**Instruções das tarefas:**
1: No texto sobre a Expo Mundial 2025, qual é o tema da edição de Osaka?
2: Transcreva do texto sobre a Expo Mundial 2025 tudo o que vai de “Quando falamos de” até “existe no vazio.”.
3: Indique se cada afirmação concorda com o texto sobre a Expo Mundial 2025, respondendo sim ou não e citando as palavras do texto que decidem:
(a) As Expos Mundiais existem desde 1851.
(b) O modelo PPCT aparece em The Ecology of Human Development, de 1979.
(c) Bronfenbrenner defendia observar crianças em ambientes controlados e laboratoriais.

**Página:**
┏━━

Do espaço à ecologia de experiências: como a Expo Mundial 2025 desafia os formatos convencionais
Escrito por
Leandro Duarte | Sócio da Nuts • Designer de Experiências • Mestre em Comunicação
E se a ideia de evento e brand experience como conhecemos – linear e controlada – estiver simplesmente com prazo de validade vencido?
Pra mim, essa é uma das grandes provocações que a Expo Mundial 2025, em Osaka, no Japão, traz. Ela sugere, sutil e silenciosamente, que talvez o que chamamos de experiência hoje seja só entretenimento com roteiro fixo. Menos encontros e conexão, mais performance.
Desde 1851, as Expos Mundiais são vitrines globais de inovação, cultura e futuro. Foram elas que apresentaram ao mundo o telefone, a Torre Eiffel, a televisão, o touchscreen. Cada edição tenta responder à seguinte pergunta: como queremos viver juntos? A de 2025 carrega o tema “Designing future society for our lives” – um título que, por mais ambicioso que possa parecer, não se propõe a mostrar soluções prontas.
É aqui que a lógica tradicional começa a ruir. A Expo de Osaka não é só um grande show de tecnologia. Ela é, na prática, um ensaio generalizado sobre como o espaço, o tempo e o corpo podem se reconectar. O visitante deixa de apenas “ver coisas novas” e passa a ser parte do que acontece.

Bronfenbrenner já desenhava experiências (ele só não chamava assim)
Quando falamos de ecologia de experiências, estamos falando de algo que a psicologia do desenvolvimento percebeu antes do design: nada existe no vazio.
Nos anos 1970, o psicólogo Urie Bronfenbrenner rompeu com o paradigma de observar pessoas, especialmente crianças, em ambientes controlados e laboratoriais. Seu ponto era radical (e, à época, quase subversivo): ser humano é ser contexto.
Em The Ecology of Human Development (1979), Bronfenbrenner formula o modelo PPCT – Processo, Pessoa, Contexto e Tempo – para explicar que o desenvolvimento não acontece dentro das pessoas, mas entre pessoas e seus ambientes. Ele descreve um sistema no qual tudo está em relação: quem somos, onde estamos, como interagimos e como tudo isso se transforma no tempo.
Agora troque “desenvolvimento humano” por “experiência” e perceba o encaixe. Osaka é praticamente uma encenação viva do modelo de Bronfenbrenner. Cada visitante (Pessoa) entra em contato com instalações sensíveis, interfaces responsivas e tecnologias adaptativas (Processo), mergulhado em espaços projetados para interagir, afetar e ser afetado (Contexto), num fluxo que se estende no Tempo – tanto no ritmo da própria visita quanto no que reverbera depois, na cidade e em quem passou por lá.

┗━━

Entradas de anotação de caixas delimitadoras:

┏━━

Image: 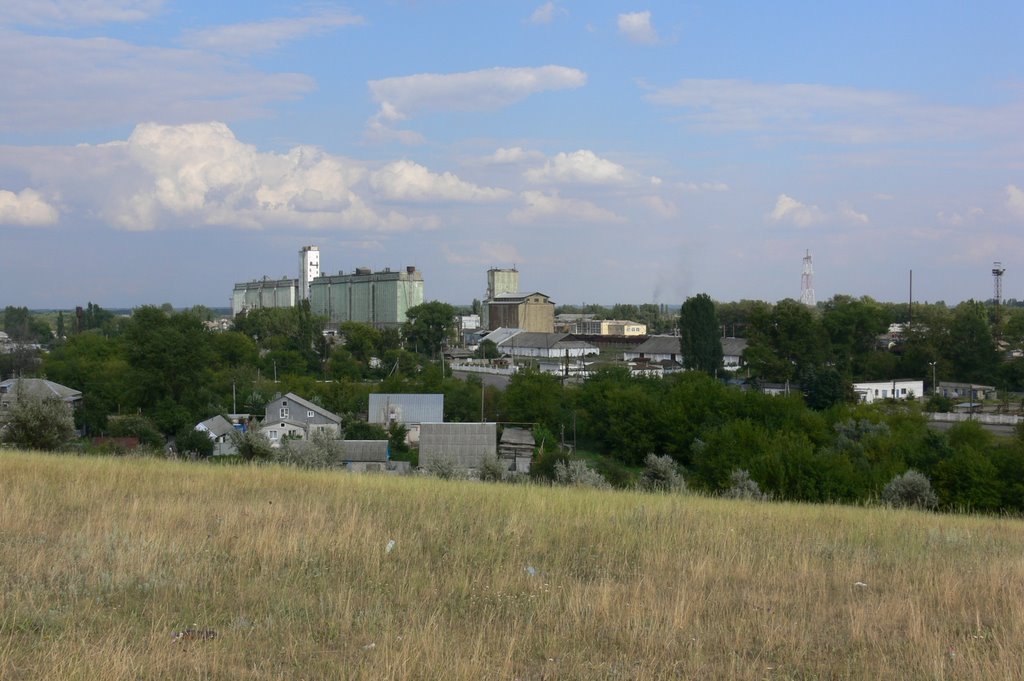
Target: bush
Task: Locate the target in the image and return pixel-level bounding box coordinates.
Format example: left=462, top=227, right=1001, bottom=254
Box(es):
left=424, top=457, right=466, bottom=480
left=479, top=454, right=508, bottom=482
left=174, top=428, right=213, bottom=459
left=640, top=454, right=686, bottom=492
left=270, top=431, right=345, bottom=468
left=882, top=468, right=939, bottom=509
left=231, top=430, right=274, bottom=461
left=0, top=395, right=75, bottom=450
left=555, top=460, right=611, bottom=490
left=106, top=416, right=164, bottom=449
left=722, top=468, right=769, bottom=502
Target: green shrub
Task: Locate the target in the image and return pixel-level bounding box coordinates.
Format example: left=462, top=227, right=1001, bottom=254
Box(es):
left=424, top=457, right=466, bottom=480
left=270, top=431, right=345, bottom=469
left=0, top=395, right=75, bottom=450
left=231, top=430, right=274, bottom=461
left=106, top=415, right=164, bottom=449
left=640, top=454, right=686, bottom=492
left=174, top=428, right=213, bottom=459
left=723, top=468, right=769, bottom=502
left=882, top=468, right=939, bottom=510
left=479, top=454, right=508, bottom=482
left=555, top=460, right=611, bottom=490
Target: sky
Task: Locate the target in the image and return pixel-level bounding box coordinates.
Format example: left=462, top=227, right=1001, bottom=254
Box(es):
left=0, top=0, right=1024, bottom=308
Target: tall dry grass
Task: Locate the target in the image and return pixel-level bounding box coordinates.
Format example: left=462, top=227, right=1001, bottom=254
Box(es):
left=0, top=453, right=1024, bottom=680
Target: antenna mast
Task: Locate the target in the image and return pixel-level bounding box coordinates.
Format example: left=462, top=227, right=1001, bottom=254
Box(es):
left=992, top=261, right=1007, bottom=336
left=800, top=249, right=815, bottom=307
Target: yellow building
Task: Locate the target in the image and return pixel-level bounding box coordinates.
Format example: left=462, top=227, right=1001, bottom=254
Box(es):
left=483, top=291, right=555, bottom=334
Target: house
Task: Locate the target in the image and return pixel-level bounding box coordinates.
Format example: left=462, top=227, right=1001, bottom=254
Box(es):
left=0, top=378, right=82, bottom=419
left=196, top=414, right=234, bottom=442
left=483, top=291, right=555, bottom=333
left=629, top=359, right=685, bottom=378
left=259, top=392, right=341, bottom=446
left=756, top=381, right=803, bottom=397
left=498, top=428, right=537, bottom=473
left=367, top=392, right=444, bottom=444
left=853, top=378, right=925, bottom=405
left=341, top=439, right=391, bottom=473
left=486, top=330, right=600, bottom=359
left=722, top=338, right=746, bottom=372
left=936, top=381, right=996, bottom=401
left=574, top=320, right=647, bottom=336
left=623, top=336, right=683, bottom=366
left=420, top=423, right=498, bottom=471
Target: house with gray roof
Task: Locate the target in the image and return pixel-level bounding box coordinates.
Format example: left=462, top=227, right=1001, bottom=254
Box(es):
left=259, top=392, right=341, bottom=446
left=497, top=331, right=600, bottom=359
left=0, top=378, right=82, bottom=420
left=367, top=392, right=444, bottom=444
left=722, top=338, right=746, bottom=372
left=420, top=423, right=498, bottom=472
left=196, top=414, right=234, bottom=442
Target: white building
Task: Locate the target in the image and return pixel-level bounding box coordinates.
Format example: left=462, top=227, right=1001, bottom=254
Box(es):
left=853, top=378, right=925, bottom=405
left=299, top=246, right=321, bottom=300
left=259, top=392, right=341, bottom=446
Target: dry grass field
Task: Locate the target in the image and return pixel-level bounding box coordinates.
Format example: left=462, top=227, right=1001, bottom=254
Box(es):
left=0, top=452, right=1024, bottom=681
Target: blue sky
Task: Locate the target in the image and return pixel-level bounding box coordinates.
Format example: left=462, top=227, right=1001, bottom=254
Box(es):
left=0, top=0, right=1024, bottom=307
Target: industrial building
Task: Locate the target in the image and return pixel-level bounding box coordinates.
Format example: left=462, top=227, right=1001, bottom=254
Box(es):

┗━━
┏━━

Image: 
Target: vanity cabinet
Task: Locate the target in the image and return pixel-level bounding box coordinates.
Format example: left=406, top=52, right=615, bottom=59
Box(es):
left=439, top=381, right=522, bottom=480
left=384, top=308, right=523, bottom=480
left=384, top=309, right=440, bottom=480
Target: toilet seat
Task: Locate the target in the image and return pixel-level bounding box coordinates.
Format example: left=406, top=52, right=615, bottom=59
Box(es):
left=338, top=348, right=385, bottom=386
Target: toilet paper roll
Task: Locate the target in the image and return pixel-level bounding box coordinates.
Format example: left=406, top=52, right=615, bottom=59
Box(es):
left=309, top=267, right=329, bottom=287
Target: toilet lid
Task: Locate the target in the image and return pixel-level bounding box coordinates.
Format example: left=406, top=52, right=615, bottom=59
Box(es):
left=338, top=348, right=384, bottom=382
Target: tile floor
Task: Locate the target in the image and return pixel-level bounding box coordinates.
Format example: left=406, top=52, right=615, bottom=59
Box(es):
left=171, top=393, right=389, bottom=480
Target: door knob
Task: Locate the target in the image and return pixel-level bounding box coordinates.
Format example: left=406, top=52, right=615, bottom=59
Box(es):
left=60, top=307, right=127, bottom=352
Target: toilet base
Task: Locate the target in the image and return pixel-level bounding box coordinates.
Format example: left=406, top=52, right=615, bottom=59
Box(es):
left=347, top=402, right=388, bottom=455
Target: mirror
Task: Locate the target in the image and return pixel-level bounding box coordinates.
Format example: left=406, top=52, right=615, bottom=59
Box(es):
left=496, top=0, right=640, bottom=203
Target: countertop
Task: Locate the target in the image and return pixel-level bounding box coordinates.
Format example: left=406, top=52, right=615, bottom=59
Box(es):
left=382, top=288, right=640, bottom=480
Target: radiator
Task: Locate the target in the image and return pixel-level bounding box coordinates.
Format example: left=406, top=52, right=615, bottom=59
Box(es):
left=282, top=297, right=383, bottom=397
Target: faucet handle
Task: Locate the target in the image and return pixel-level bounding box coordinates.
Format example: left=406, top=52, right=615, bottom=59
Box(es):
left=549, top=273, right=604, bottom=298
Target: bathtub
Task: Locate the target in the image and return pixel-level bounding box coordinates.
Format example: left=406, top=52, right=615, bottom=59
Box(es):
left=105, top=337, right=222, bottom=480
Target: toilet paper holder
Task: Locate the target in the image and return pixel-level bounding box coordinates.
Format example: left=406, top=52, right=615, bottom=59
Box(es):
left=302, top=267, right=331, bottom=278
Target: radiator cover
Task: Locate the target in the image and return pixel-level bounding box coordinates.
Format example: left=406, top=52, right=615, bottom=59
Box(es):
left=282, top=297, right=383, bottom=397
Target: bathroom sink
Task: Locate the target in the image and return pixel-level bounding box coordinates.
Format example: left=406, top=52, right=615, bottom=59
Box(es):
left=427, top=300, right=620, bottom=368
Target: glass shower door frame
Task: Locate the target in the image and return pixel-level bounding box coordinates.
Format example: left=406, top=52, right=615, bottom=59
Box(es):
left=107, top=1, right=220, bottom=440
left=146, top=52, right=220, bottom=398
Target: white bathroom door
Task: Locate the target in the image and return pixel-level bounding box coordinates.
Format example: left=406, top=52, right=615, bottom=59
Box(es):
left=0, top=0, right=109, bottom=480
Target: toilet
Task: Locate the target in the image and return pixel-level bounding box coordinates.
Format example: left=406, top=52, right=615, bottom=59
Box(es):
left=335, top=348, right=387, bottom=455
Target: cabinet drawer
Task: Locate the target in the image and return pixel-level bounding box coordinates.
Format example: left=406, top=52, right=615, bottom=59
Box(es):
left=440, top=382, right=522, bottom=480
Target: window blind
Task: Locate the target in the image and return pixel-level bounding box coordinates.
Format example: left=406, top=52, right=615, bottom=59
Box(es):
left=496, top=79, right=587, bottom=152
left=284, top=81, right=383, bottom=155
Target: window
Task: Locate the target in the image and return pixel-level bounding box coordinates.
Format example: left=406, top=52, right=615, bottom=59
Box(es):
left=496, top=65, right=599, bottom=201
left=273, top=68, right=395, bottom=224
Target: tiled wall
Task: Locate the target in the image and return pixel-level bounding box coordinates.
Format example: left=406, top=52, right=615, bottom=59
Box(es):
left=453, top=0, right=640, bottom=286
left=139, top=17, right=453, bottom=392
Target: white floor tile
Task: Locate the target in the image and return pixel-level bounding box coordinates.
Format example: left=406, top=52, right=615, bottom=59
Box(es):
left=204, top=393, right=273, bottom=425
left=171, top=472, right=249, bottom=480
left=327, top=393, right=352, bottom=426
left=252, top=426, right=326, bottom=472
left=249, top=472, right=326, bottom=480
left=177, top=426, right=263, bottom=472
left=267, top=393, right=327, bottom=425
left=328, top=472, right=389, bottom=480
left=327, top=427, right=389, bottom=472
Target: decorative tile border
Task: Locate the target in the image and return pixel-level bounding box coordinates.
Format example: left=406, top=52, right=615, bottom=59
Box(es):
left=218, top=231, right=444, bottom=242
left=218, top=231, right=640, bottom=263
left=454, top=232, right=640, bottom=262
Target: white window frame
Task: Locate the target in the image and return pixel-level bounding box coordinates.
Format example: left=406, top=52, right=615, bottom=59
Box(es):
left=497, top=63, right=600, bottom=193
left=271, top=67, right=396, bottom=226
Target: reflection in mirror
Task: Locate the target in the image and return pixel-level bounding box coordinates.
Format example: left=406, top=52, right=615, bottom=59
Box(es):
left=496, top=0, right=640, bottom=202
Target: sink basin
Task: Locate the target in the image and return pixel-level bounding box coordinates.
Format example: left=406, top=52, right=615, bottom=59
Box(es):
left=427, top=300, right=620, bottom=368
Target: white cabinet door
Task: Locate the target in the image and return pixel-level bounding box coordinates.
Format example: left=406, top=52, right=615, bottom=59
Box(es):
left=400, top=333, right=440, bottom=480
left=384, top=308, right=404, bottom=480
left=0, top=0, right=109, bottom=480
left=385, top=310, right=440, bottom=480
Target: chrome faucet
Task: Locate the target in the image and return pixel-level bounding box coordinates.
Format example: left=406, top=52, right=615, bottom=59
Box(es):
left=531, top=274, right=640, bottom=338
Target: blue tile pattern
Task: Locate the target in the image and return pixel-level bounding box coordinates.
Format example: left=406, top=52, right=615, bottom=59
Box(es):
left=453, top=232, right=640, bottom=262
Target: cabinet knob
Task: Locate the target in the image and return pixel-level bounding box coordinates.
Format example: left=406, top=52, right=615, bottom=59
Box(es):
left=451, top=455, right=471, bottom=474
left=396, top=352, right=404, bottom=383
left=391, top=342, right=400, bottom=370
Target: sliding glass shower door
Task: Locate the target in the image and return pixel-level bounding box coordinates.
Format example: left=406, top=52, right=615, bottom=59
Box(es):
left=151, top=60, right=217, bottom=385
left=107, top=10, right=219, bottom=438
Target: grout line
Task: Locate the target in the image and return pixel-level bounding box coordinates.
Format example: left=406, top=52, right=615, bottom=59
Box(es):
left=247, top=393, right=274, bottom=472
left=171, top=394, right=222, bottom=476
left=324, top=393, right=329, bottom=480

┗━━

**Lista de soluções:**
1: “Designing future society for our lives”.

2:
Quando falamos de ecologia de experiências, estamos falando de algo que a psicologia do desenvolvimento percebeu antes do design: nada existe no vazio.

3:
(a) Sim: “Desde 1851, as Expos Mundiais são vitrines globais de inovação, cultura e futuro.”
(b) Sim: “Em The Ecology of Human Development (1979), Bronfenbrenner formula o modelo PPCT”.
(c) Não: “rompeu com o paradigma de observar pessoas, especialmente crianças, em ambientes controlados e laboratoriais.”